TASK PROMPT: Set out each line of the rows below as a Markdown table with the columns No. and Line, numbering the lines and skipping blank ones. Leave the pictures out.

SOURCE RECORDS:
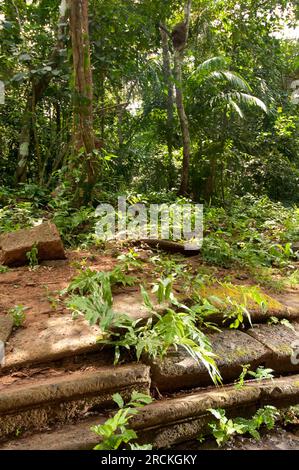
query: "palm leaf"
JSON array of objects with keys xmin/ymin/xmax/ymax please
[
  {"xmin": 206, "ymin": 70, "xmax": 251, "ymax": 92},
  {"xmin": 192, "ymin": 56, "xmax": 227, "ymax": 75},
  {"xmin": 228, "ymin": 92, "xmax": 269, "ymax": 114}
]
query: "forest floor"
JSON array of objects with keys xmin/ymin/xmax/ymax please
[{"xmin": 0, "ymin": 246, "xmax": 299, "ymax": 448}]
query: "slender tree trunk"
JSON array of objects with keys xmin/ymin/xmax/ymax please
[
  {"xmin": 173, "ymin": 0, "xmax": 191, "ymax": 195},
  {"xmin": 70, "ymin": 0, "xmax": 97, "ymax": 202},
  {"xmin": 160, "ymin": 25, "xmax": 174, "ymax": 189},
  {"xmin": 16, "ymin": 0, "xmax": 67, "ymax": 183}
]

EXERCISE RESULT:
| No. | Line |
|---|---|
| 1 | query: "palm leaf" |
| 2 | JSON array of objects with keys xmin/ymin/xmax/ymax please |
| 3 | [ |
| 4 |   {"xmin": 206, "ymin": 70, "xmax": 251, "ymax": 92}, |
| 5 |   {"xmin": 192, "ymin": 56, "xmax": 227, "ymax": 75}, |
| 6 |   {"xmin": 228, "ymin": 92, "xmax": 269, "ymax": 114} |
| 7 | ] |
| 8 | query: "forest floor" |
| 9 | JSON array of objects with keys xmin/ymin/xmax/ymax please |
| 10 | [{"xmin": 0, "ymin": 246, "xmax": 299, "ymax": 448}] |
| 11 | query: "slender tree trunk" |
| 12 | JSON array of objects with keys xmin/ymin/xmax/ymax please |
| 13 | [ |
| 14 |   {"xmin": 173, "ymin": 0, "xmax": 191, "ymax": 195}, |
| 15 |   {"xmin": 70, "ymin": 0, "xmax": 97, "ymax": 202}, |
| 16 |   {"xmin": 160, "ymin": 25, "xmax": 174, "ymax": 189}, |
| 17 |   {"xmin": 16, "ymin": 0, "xmax": 67, "ymax": 183} |
| 18 | ] |